#### Assignment
From the listing below, pull out the lines that hold "floor".

#### Provided material
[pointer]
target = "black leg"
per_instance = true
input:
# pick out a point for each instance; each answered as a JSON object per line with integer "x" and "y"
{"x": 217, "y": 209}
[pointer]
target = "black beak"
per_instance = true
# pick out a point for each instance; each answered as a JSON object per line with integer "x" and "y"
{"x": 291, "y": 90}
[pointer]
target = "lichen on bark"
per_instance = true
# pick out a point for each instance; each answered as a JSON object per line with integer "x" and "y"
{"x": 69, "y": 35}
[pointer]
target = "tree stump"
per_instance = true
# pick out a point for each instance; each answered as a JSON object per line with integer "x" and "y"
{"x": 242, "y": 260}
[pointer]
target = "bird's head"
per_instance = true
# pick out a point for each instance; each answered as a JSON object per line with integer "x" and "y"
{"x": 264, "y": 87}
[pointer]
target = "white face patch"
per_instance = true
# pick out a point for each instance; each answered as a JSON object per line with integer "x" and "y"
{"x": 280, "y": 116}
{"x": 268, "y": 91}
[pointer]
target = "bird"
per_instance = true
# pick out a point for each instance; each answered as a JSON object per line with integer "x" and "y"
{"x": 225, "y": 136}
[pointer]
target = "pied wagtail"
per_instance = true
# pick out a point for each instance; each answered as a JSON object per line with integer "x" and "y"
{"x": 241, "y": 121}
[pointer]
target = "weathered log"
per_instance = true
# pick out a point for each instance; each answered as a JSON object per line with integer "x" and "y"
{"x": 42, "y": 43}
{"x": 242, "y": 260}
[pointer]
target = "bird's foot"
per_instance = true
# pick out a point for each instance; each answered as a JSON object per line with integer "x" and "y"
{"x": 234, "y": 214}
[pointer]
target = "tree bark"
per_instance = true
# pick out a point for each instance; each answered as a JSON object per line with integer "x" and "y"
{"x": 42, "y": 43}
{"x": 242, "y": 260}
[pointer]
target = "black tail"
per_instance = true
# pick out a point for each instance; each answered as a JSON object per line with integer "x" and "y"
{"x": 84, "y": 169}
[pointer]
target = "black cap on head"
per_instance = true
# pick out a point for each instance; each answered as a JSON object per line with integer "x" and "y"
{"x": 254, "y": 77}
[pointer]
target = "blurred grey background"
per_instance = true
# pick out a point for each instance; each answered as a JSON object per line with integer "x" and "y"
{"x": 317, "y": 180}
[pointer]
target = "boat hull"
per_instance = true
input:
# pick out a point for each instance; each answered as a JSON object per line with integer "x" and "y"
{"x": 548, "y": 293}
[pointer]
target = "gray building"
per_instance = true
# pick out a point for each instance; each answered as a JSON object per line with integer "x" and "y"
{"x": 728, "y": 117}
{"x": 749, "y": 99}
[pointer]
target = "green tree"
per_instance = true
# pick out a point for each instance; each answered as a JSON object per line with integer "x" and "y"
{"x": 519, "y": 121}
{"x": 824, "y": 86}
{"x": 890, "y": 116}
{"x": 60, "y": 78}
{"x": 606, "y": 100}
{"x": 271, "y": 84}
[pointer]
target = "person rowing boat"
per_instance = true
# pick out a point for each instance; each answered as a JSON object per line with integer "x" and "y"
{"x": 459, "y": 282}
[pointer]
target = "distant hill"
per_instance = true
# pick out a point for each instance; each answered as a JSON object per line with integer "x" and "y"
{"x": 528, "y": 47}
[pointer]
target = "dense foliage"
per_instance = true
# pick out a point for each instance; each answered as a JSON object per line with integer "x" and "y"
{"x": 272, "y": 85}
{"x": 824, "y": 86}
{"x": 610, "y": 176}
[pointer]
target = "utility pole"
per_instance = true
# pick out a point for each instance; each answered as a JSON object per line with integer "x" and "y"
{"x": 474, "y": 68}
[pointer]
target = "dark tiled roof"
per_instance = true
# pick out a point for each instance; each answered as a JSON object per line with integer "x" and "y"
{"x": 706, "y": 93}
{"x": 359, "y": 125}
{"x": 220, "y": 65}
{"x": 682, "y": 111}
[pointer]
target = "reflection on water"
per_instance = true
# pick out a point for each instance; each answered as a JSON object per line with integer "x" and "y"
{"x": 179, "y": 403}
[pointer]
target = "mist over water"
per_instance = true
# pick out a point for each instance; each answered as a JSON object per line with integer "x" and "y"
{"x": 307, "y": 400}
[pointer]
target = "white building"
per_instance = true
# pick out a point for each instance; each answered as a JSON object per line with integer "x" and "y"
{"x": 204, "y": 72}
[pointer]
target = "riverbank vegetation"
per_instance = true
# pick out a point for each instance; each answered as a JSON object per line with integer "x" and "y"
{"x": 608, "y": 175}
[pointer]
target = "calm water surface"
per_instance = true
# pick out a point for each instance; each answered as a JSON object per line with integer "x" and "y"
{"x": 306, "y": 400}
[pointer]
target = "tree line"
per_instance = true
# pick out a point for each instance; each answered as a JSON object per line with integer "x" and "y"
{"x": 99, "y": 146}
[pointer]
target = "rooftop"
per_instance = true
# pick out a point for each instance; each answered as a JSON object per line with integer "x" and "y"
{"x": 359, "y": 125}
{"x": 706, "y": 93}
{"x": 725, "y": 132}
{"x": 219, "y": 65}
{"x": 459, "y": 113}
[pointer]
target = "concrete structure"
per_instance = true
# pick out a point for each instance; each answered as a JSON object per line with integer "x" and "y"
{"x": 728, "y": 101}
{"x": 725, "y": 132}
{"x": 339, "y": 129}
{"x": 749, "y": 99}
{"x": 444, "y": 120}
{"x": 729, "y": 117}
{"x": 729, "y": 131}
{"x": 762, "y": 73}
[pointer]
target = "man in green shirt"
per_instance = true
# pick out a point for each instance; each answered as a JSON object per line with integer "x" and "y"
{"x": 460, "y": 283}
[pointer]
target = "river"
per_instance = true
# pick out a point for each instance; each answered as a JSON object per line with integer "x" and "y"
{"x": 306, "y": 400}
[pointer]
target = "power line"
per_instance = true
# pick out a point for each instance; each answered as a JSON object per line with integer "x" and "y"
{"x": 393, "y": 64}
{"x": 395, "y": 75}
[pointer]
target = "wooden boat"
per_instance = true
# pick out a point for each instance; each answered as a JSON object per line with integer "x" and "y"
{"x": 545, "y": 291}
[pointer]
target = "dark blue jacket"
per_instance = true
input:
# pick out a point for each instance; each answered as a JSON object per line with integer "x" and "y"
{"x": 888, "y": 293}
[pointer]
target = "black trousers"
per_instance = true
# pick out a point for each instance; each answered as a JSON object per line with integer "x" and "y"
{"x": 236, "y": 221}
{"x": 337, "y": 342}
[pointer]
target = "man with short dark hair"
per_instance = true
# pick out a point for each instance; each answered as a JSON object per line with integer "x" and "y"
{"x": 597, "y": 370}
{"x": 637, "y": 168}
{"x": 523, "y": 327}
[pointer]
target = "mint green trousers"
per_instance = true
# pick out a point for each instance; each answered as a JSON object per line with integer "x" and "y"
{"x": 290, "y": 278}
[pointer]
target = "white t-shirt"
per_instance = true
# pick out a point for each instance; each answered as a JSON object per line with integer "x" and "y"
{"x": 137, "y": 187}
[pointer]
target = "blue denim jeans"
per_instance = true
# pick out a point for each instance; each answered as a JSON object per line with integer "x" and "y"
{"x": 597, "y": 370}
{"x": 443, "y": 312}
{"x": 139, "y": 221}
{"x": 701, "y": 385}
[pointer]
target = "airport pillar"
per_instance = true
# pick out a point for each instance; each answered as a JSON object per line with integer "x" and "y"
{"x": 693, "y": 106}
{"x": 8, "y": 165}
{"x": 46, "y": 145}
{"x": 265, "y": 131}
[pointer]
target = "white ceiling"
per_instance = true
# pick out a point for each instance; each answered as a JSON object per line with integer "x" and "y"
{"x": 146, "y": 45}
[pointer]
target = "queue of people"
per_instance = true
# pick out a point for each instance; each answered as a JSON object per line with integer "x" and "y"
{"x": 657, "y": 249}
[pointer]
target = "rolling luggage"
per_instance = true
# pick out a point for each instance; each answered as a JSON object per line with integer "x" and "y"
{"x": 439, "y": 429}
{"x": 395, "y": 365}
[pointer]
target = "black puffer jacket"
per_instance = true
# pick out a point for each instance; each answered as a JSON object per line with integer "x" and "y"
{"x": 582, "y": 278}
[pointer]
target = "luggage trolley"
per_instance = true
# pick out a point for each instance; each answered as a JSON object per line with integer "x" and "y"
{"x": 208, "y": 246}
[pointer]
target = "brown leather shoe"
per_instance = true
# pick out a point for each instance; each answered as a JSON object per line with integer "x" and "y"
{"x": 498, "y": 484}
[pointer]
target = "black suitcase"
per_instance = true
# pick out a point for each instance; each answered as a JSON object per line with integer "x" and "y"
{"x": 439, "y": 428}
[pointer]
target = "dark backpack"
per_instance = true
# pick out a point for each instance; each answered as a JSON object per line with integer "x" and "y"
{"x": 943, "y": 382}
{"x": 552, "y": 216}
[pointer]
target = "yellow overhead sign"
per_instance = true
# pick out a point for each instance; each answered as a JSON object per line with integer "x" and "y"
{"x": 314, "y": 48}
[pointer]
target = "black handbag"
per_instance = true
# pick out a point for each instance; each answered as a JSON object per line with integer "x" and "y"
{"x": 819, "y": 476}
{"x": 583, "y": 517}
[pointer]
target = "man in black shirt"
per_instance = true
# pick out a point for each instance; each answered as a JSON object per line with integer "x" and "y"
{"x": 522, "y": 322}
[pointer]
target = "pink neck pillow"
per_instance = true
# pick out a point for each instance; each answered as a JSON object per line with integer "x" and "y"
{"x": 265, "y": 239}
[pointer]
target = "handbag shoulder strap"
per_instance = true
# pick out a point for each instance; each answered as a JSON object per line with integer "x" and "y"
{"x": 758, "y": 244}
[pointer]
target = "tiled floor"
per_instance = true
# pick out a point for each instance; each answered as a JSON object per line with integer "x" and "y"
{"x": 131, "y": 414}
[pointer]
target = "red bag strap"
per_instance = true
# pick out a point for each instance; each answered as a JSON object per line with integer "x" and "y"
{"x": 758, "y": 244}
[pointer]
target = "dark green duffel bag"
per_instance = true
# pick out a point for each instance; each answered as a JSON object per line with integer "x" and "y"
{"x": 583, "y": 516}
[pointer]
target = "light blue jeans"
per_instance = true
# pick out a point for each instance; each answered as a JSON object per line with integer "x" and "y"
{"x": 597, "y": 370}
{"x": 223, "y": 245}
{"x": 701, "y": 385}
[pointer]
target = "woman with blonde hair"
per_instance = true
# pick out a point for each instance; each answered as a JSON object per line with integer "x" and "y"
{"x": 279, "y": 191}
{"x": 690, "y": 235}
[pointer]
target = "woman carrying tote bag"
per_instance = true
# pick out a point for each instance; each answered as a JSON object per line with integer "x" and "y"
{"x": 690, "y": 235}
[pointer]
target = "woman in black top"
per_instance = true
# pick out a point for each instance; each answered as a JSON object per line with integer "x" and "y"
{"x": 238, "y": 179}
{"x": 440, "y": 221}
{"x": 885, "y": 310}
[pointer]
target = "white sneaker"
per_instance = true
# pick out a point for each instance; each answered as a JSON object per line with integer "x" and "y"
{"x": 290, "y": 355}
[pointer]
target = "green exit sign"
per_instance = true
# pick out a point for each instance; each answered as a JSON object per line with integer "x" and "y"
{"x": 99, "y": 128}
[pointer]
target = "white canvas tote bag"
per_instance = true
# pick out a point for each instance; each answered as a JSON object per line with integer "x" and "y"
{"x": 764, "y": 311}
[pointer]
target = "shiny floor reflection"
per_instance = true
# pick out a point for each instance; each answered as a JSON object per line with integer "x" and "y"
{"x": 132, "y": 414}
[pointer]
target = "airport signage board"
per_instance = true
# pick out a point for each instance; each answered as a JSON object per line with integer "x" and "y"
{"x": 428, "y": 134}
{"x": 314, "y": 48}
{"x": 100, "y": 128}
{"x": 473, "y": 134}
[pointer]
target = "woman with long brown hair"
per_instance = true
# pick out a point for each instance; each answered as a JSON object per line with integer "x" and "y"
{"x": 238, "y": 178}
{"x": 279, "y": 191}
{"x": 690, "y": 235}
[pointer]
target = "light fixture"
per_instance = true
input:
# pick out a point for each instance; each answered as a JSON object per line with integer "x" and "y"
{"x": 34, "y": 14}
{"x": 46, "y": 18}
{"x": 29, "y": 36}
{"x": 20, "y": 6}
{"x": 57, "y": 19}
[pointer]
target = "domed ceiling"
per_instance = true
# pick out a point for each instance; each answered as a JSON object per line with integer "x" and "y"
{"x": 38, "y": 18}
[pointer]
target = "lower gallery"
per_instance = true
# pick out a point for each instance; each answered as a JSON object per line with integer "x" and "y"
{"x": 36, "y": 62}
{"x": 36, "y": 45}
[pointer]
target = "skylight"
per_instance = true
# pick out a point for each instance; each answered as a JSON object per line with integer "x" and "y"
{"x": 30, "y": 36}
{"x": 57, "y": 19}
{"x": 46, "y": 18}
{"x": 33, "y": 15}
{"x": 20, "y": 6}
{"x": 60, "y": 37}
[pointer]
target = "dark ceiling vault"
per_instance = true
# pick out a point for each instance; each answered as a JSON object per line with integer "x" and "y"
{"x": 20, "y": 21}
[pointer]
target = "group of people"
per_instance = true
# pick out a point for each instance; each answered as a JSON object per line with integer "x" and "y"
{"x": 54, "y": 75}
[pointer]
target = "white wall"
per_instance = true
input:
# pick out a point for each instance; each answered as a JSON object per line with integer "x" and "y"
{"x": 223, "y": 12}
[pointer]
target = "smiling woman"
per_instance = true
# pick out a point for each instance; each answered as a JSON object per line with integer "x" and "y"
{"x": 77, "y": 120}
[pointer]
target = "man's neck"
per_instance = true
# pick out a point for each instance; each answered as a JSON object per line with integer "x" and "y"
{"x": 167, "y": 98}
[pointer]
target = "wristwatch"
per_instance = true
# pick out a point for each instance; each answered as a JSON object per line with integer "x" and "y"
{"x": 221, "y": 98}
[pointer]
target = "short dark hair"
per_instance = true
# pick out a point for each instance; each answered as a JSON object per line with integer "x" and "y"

#### Written solution
target = "tiled floor"
target = "shiny floor reflection"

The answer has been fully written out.